Extract provided>
An introduction to the snowpack project

Brief description

This activity introduces the snowpack project to your students. The readings explore different aspects of climate change and snowpack and give a broader overview of changing climate and the role snowpack plays in Maine’s ecosystems.

Background for Teachers

About 25 percent of our water for the state falls in the form of snow. Once snow falls, if conditions are right, snow can stay on the ground (or on top of older snow) and to accumulate into a snowpack. Sometimes snowfall will melt, especially early in the winter or if there is a “thaw”, and snowpack accumulation must start again. Snowpack, that accumulation of snow, is an important factor on the winter landscape. Snowpack protects tree roots from freezing, and provides cover for organisms that need shelter through the winter. In the spring, when the snowpack melts, the meltwater feeds streams and rivers, and provides water and nutrients to plants that are beginning to bud and leaf out. Snowpack also re-charges aquifers that we rely on for drinking water and provides the flow rates that returning diadromous (sea-run) fish need for migrating into freshwater in the spring. We don’t necessarily think about snowpack and fish migration or snowpack and community resilience, and the subnivean (under the snow) is hidden to us for the winter and thus may go un-noticed, yet, these are the broader contexts in which this project is framed.

Dataset extract>

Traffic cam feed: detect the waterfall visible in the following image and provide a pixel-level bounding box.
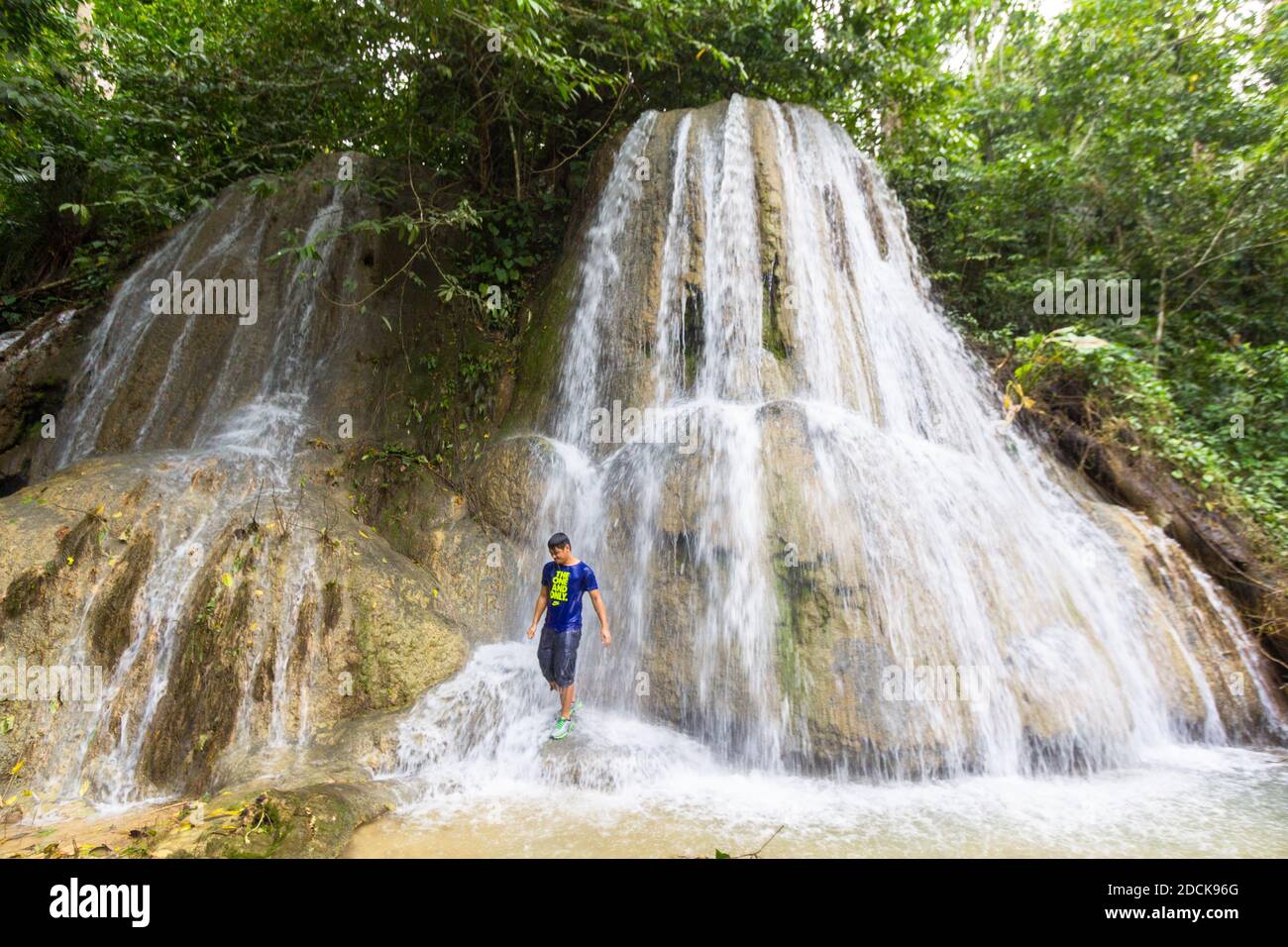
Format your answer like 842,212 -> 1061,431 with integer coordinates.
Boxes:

Written task>
Answer these from the snowpack introduction:
(a) The readings describe the role snowpack plays in the ecosystems of which state?
(b) About what percentage of the state's water falls as snow?
(c) What does the word "subnivean" mean?
Answer using only the snowpack introduction.

The result>
(a) Maine
(b) About 25 percent
(c) Under the snow